* **Task directions**
Extract all of the data and reproduce it precisely.

* **Material for this task**
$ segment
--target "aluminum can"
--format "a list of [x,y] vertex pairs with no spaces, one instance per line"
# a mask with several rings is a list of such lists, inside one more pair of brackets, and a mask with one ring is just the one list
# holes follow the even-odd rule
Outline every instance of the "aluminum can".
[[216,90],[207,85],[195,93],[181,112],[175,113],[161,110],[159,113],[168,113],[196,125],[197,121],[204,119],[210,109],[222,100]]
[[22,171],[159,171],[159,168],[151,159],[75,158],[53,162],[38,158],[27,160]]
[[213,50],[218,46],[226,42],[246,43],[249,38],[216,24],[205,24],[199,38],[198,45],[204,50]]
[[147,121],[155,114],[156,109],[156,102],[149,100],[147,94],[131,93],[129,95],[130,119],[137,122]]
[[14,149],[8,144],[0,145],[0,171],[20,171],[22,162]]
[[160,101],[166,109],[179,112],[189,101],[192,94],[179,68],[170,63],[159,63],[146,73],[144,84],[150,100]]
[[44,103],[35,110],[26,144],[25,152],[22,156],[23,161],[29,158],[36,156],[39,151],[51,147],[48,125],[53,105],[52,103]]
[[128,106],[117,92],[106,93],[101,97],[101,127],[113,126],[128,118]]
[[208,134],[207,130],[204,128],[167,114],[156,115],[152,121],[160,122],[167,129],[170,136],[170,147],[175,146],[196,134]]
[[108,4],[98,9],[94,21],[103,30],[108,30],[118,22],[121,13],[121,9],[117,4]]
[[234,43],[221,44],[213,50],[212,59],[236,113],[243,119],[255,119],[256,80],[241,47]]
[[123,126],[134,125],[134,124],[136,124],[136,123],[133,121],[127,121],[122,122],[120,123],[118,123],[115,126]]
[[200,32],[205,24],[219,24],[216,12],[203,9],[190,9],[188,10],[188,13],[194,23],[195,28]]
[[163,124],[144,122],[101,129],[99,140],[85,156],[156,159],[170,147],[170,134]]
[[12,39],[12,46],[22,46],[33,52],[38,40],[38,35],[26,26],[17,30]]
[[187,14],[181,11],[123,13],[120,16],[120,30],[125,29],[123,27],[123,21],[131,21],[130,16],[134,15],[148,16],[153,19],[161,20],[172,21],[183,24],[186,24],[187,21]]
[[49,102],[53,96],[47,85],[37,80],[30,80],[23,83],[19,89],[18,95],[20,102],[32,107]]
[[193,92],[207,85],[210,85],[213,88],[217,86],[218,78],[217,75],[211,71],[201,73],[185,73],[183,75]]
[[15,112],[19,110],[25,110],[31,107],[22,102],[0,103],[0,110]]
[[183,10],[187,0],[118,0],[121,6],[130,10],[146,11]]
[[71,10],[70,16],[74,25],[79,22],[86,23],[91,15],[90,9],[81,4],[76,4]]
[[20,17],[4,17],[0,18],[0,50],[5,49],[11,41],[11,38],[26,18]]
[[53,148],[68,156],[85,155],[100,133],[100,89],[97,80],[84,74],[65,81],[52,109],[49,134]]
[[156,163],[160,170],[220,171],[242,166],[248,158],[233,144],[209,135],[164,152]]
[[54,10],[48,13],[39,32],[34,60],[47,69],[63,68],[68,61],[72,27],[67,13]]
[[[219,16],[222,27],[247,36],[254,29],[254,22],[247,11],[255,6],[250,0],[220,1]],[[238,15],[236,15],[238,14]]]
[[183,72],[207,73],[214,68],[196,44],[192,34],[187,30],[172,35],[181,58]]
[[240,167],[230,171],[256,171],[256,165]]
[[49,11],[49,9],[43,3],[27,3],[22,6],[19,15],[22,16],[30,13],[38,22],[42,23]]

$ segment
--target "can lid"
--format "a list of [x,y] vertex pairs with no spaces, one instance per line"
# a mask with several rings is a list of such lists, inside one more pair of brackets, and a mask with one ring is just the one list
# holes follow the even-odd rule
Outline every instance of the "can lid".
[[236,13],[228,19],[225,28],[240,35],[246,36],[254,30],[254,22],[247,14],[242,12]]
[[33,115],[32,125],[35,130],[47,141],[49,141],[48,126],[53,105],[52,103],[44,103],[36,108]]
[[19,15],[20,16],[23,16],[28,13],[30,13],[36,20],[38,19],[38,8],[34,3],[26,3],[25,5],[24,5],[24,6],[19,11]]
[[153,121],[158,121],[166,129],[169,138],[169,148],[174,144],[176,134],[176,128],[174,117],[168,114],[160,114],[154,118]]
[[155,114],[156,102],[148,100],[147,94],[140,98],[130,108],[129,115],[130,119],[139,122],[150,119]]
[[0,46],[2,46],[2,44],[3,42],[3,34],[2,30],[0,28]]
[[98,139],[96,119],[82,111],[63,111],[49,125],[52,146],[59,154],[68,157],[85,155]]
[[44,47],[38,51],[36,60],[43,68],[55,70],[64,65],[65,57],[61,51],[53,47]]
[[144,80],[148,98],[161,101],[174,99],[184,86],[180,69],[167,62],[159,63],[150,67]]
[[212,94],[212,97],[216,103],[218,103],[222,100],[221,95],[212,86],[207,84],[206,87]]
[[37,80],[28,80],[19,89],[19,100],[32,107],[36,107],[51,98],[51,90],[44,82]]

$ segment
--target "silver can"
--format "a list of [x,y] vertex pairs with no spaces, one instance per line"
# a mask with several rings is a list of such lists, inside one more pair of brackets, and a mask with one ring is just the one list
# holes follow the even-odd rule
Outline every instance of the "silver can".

* **Final answer**
$ segment
--target "aluminum can"
--format "a list of [x,y] vertex pairs with no spaces, one instance per line"
# a mask with several rings is a list of such lists, inside one more pair of brackets, and a mask with one ring is just the one list
# holes follow the even-odd rule
Outline every instance of the "aluminum can".
[[216,90],[207,85],[195,93],[181,112],[175,113],[161,110],[159,113],[168,113],[196,125],[197,121],[204,119],[210,109],[222,100]]
[[22,171],[159,171],[159,168],[151,159],[75,158],[53,162],[38,158],[27,160]]
[[213,50],[218,46],[226,42],[246,43],[249,38],[216,24],[205,24],[199,38],[198,45],[204,50]]
[[147,121],[155,114],[156,109],[156,102],[149,100],[147,94],[131,93],[129,95],[130,119],[137,122]]
[[14,149],[8,144],[0,145],[0,171],[20,171],[22,162]]
[[160,101],[166,109],[179,112],[189,101],[192,94],[179,68],[170,63],[159,63],[146,73],[144,84],[150,100]]
[[44,103],[35,110],[26,144],[25,152],[22,156],[23,161],[29,158],[36,156],[39,151],[51,147],[48,125],[53,105],[52,103]]
[[128,106],[117,92],[106,93],[101,97],[101,127],[113,126],[128,118]]
[[208,134],[207,130],[204,128],[167,114],[156,115],[152,121],[160,122],[167,129],[170,136],[170,147],[175,146],[196,134]]
[[108,4],[98,9],[94,21],[103,30],[108,30],[118,22],[121,13],[121,9],[117,4]]
[[234,43],[221,44],[213,50],[212,59],[236,113],[243,119],[255,119],[256,80],[241,47]]
[[123,126],[134,125],[134,124],[136,124],[136,123],[133,121],[127,121],[122,122],[120,123],[118,123],[115,126]]
[[200,32],[205,24],[219,24],[216,12],[203,9],[190,9],[188,10],[188,13],[194,23],[195,28]]
[[163,124],[144,122],[101,129],[99,140],[85,156],[156,159],[170,147],[170,134]]
[[12,39],[12,46],[22,46],[33,52],[38,40],[38,35],[26,26],[17,30]]
[[187,14],[181,11],[123,13],[120,16],[120,30],[125,29],[123,27],[123,21],[131,21],[130,16],[134,15],[148,16],[153,19],[161,20],[172,21],[183,24],[186,24],[187,21]]
[[49,102],[53,96],[47,85],[37,80],[30,80],[23,83],[19,89],[18,95],[20,102],[32,107]]
[[193,92],[207,85],[210,85],[213,88],[217,86],[218,78],[217,75],[211,71],[201,73],[185,73],[183,75]]
[[15,112],[19,110],[25,110],[31,107],[22,102],[0,103],[0,110]]
[[183,10],[187,0],[118,0],[121,6],[130,10],[146,11]]
[[71,10],[70,16],[74,25],[79,22],[86,23],[91,15],[90,9],[81,4],[76,4]]
[[20,17],[4,17],[0,18],[0,50],[5,49],[11,41],[11,38],[26,18]]
[[53,148],[68,156],[85,155],[100,133],[100,89],[97,80],[84,74],[65,81],[52,109],[49,134]]
[[156,163],[160,170],[220,171],[242,166],[248,158],[233,144],[209,135],[164,152]]
[[54,10],[48,13],[39,32],[34,60],[47,69],[63,68],[68,61],[72,27],[67,13]]
[[[219,16],[222,27],[247,36],[254,29],[254,22],[247,11],[255,6],[250,0],[220,1]],[[238,15],[236,15],[238,14]]]
[[183,72],[207,73],[214,68],[196,44],[192,34],[187,30],[172,35],[181,58]]
[[240,167],[230,171],[256,171],[256,165]]
[[49,11],[49,9],[43,3],[27,3],[22,6],[19,15],[22,16],[30,13],[38,22],[42,23]]

$ segment
--target "can lid"
--format "a list of [x,y] vertex pairs with no spaces, one instance per line"
# a mask with several rings is a list of such lists, inside one more pair of brackets, and a mask with one ring is just the one list
# holes follow the even-odd rule
Outline every instance of the "can lid".
[[236,13],[228,19],[225,28],[240,35],[246,36],[254,30],[254,22],[247,14],[242,12]]
[[33,115],[32,125],[35,130],[47,141],[49,141],[48,126],[53,105],[52,103],[44,103],[36,108]]
[[19,15],[20,16],[23,16],[28,13],[30,13],[36,20],[38,19],[38,8],[34,3],[26,3],[25,5],[24,5],[24,6],[19,11]]
[[153,121],[158,121],[166,129],[169,138],[169,148],[174,144],[176,134],[176,128],[174,117],[168,114],[160,114],[154,118]]
[[155,114],[156,102],[148,100],[147,94],[140,98],[130,108],[129,115],[130,119],[139,122],[150,119]]
[[0,46],[2,46],[2,44],[3,42],[3,34],[2,30],[0,28]]
[[98,139],[96,119],[82,111],[63,111],[49,125],[52,146],[59,154],[68,157],[85,155]]
[[44,47],[38,51],[36,60],[43,68],[55,70],[64,65],[65,57],[61,51],[53,47]]
[[144,80],[148,98],[161,101],[174,99],[184,86],[180,69],[167,62],[159,63],[150,67]]
[[212,94],[212,97],[216,103],[218,103],[222,100],[221,95],[212,86],[207,84],[206,87]]
[[37,80],[28,80],[19,89],[19,100],[32,107],[36,107],[51,98],[51,90],[44,82]]

$ segment
--target "silver can"
--format "a list of [x,y] vertex pairs with no spaces, one instance per line"
# a mask with several rings is a list of such lists, inside one more pair of brackets, and a mask with one ring is just the one list
# holes follow the even-odd rule
Outline every instance of the "silver can".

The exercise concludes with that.